> **Extrait du document**
⁂
Homélie du Cardinal André Vingt-Trois - Messe à Notre-Dame de Nazareth

Dimanche 17 février 2013 - Notre-Dame de Nazareth (15e)

 1er dimanche de Carême – Année C
 Dt 26, 4-10 ; Ps 90, 1-2.10-15 ; Rm 10, 8-13 ; Lc 4, 1-13

Frères et Sœurs, chers amis,

Chaque année, à l’ouverture du Carême, l’Église dans sa liturgie nous invite à méditer sur les tentations de Jésus au désert, et chaque fois que nous entendons ce récit de l’Évangile, c’est une nouvelle invitation qui nous est adressée, non pas à vérifier la qualité de notre mémoire, mais à vérifier l’actualité de cette parole pour nous.

Tout d’abord, nous devons remarquer - particulièrement dans l’évangile de saint Luc que nous avons en lecture continue cette année - que Luc insiste sur le fait que c’est l’Esprit Saint lui-même qui conduit Jésus au désert où il doit être mis à l’épreuve. C’est une façon de nous aider à comprendre que cette épreuve entre Jésus et le démon, qui s’exprime à travers les trois tentations que Satan présente au Christ, n’est pas un accident contraire au plan de Dieu, puisque c’est l’Esprit lui-même qui conduit Jésus au désert. Si Jésus est entraîné par l’Esprit pour connaître la tentation, c’est parce que cette tentation évoque et représente le combat dans lequel le Christ est engagé et qui se terminera apparemment par sa défaite quand il sera mis en croix, et finalement par sa victoire lorsqu’il ressuscitera. Ainsi, ouvrir ce temps de carême par l’évocation de ce combat est une façon de nous aider à comprendre l’esprit dans lequel nous devons nous aussi entrer dans le carême. Nous entrons dans ce temps de conversion et de pénitence non pas d’une façon accidentelle, comme si c’était par hasard, mais nous y entrons comme dans un chemin que Dieu lui-même ouvre devant nous. Il nous conduit par son Esprit pour que nous vivions avec le Christ l’épreuve de la tentation et qu’avec Lui nous apprenions à mener le combat jusqu’au bout.
⁂
> **Informations extraites**
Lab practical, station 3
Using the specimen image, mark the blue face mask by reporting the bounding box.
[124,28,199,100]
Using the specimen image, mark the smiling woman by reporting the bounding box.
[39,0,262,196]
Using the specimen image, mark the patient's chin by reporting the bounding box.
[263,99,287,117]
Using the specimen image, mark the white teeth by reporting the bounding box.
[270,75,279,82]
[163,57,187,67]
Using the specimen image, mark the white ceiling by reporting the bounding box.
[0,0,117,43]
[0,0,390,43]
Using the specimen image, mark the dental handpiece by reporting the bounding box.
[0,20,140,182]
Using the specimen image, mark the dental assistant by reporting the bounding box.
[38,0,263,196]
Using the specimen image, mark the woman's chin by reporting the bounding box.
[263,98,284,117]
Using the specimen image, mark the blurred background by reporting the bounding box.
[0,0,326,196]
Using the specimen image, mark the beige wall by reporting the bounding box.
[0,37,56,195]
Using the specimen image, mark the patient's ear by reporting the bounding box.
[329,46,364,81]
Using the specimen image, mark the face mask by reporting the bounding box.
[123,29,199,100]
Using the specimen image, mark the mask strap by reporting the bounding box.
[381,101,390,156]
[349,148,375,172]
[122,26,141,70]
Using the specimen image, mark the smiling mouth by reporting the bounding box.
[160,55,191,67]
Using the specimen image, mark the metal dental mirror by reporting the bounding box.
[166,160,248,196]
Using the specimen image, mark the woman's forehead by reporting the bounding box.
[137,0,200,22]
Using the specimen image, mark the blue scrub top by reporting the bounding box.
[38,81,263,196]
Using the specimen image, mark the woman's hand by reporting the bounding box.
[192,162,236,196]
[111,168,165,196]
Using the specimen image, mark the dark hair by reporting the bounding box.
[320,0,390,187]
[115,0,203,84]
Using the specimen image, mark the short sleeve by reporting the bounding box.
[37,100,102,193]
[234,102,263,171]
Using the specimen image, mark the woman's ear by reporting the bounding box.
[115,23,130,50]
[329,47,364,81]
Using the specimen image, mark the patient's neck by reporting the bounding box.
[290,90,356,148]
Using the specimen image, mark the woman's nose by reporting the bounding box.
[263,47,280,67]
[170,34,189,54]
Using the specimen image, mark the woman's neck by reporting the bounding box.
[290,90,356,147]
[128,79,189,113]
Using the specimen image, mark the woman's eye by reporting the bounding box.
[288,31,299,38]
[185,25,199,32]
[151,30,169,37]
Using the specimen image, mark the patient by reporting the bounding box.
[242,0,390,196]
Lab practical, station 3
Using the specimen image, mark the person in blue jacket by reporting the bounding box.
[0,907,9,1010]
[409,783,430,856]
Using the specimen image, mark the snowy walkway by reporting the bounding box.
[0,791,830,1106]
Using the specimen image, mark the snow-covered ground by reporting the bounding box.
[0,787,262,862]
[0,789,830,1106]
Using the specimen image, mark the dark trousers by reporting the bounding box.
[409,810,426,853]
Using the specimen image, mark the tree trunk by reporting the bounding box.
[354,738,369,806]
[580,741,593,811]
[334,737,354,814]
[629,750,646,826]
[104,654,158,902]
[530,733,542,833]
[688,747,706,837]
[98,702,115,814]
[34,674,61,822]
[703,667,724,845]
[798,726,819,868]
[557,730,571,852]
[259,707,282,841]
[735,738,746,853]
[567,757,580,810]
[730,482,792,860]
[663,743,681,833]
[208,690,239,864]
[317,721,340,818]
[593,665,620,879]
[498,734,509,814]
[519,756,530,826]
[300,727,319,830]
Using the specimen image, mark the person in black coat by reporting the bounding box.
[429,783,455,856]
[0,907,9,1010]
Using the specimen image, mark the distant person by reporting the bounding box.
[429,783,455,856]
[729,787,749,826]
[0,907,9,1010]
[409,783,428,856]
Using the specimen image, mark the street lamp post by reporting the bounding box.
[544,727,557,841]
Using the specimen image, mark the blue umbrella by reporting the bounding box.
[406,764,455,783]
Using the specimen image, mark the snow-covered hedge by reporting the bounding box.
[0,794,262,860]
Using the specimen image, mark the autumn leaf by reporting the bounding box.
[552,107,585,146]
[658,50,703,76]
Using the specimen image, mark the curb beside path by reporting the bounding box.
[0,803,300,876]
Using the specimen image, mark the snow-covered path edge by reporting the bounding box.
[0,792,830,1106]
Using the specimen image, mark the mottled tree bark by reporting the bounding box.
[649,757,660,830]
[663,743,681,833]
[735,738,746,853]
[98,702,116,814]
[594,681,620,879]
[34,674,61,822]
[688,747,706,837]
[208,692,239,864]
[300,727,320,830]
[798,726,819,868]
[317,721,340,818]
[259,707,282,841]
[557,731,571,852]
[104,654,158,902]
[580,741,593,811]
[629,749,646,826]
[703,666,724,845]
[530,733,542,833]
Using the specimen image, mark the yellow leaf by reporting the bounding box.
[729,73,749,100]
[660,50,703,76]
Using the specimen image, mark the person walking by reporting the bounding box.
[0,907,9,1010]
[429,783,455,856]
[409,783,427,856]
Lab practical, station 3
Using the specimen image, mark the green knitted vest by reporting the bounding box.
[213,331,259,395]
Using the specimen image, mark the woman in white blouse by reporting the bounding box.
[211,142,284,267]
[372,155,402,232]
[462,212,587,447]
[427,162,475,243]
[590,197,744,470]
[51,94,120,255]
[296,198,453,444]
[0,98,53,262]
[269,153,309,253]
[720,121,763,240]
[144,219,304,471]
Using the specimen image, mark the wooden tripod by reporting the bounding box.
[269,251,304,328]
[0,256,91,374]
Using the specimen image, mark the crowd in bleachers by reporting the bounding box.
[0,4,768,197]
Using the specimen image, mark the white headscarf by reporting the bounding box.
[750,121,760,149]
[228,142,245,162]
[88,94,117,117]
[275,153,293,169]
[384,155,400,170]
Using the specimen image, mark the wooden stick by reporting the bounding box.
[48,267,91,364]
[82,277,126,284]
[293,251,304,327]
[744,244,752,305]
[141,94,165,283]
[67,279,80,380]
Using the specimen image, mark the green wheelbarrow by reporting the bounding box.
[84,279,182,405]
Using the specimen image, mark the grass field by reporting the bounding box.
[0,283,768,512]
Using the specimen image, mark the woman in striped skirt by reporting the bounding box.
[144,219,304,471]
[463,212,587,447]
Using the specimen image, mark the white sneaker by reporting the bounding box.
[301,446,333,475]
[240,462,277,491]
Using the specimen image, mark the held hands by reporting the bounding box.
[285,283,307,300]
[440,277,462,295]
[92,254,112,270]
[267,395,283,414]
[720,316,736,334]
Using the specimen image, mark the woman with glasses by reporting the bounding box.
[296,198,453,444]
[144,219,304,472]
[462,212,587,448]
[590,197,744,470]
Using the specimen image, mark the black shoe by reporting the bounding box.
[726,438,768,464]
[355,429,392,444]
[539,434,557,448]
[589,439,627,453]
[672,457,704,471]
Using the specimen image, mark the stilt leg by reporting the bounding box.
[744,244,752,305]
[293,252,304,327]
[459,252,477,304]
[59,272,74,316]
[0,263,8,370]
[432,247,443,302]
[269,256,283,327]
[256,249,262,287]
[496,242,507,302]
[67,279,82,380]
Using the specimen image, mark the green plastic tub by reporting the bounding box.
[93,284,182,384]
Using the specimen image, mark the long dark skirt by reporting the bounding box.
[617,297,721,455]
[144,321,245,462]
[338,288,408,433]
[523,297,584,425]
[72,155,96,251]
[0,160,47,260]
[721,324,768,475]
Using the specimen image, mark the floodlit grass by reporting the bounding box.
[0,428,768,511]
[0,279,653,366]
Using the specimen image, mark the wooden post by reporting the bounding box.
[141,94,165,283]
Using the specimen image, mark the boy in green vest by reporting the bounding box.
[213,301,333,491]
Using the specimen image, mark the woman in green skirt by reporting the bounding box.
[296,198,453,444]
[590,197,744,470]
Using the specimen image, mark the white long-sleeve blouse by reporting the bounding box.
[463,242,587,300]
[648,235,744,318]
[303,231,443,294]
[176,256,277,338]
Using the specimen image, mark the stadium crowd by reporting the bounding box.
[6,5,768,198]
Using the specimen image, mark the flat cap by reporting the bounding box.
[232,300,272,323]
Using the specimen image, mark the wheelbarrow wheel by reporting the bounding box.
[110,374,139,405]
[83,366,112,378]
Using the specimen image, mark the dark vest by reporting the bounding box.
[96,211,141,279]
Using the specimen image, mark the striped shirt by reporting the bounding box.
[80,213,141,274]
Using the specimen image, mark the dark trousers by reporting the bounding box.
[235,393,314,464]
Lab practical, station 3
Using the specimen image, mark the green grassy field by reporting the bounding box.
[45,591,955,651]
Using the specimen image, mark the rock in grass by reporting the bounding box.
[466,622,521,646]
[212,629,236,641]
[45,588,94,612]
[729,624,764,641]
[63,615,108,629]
⁂
> **Objectif 1**
Recopiez fidèlement le passage de l'homélie qui commence par les mots contenant "1er dimanche de" et se termine par "parole pour nous.".
> **Objectif 2**
D'après l'homélie, qui conduit Jésus au désert selon l'évangile de saint Luc ?

> **Résultat 1**
1er dimanche de Carême – Année C
 Dt 26, 4-10 ; Ps 90, 1-2.10-15 ; Rm 10, 8-13 ; Lc 4, 1-13

Frères et Sœurs, chers amis,

Chaque année, à l’ouverture du Carême, l’Église dans sa liturgie nous invite à méditer sur les tentations de Jésus au désert, et chaque fois que nous entendons ce récit de l’Évangile, c’est une nouvelle invitation qui nous est adressée, non pas à vérifier la qualité de notre mémoire, mais à vérifier l’actualité de cette parole pour nous.

> **Résultat 2**
C'est l'Esprit Saint lui-même qui conduit Jésus au désert.